**PAGE EXCERPT:**

Neurologist Sir Roger Bannister, MD, at 82, can look back on a long list of stellar achievements — in sports and medicine. On May 6, 1954, the 25-year-old medical student at St. Mary's Hospital in Paddington, England, broke the world track and field record for running the mile in less than four minutes. In January 1955, he earned the Sports Illustrated inaugural cover spot as the 1954 “Sportsman of the Year.”
Dr. Bannister later served as chairman of the Sports Council of Great Britain from 1971 to 1974, and president of the International Council for Sport and Physical Recreation from 1976 to 1983. All the while, he was making inroads in neurology, unraveling clinical syndromes involving the autonomic system. Dr. Bannister has served as chairman of the editorial board of the journal Clinical Autonomic Research; editor of Autonomic Failure (Oxford University Press), a textbook on clinical disorders of the autonomic nervous system; and as director of the National Hospital for Nervous Diseases in London. He was knighted by Queen Elizabeth II in 1975.
But for all of Dr. Bannister's accomplishments, he has said in multiple interviews that his most crowning achievements emanate from his work in neurology. More recently, he told Sports Illustrated reporter David Epstein in a July 4 article that one of his most coveted honors of all time was the AAN Lifetime Achievement Award, presented to him in a special ceremony in Miami Beach in 2005 at the AAN annual meeting.
Referring to the glass obelisk award from the AAN, Dr. Bannister said: “This is more important, because it's about my life as a whole and medicine, which are more important to me than whatever I did as a runner until I was age 25.”

**THE DATA:**
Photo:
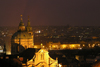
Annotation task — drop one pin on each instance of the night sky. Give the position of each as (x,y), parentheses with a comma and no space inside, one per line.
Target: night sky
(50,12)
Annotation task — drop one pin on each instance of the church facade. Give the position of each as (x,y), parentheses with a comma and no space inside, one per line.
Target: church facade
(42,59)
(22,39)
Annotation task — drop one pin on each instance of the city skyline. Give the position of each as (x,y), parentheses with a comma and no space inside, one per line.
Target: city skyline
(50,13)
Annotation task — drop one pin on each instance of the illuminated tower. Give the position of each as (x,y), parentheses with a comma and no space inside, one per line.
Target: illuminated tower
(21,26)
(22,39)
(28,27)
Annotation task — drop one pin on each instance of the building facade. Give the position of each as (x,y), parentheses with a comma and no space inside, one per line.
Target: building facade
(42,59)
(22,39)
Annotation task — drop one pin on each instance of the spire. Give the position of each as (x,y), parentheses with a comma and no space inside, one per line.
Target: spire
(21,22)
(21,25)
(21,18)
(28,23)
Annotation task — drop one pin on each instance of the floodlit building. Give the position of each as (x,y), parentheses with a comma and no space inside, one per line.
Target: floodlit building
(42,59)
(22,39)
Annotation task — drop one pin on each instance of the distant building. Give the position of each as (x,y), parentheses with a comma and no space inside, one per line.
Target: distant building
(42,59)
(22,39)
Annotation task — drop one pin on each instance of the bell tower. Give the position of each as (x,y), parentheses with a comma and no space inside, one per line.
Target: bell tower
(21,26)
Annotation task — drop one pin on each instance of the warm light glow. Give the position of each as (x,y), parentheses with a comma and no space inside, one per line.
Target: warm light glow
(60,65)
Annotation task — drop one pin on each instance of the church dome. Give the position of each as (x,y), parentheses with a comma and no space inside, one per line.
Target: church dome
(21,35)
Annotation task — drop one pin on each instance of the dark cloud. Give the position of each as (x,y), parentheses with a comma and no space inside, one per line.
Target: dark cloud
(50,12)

**REQUIREMENT:** Transcribe the part of the Roger Bannister article above that falls between "Dr. Bannister later" and "II in 1975.", inclusive.

**REPLY TO THE TASK:**
Dr. Bannister later served as chairman of the Sports Council of Great Britain from 1971 to 1974, and president of the International Council for Sport and Physical Recreation from 1976 to 1983. All the while, he was making inroads in neurology, unraveling clinical syndromes involving the autonomic system. Dr. Bannister has served as chairman of the editorial board of the journal Clinical Autonomic Research; editor of Autonomic Failure (Oxford University Press), a textbook on clinical disorders of the autonomic nervous system; and as director of the National Hospital for Nervous Diseases in London. He was knighted by Queen Elizabeth II in 1975.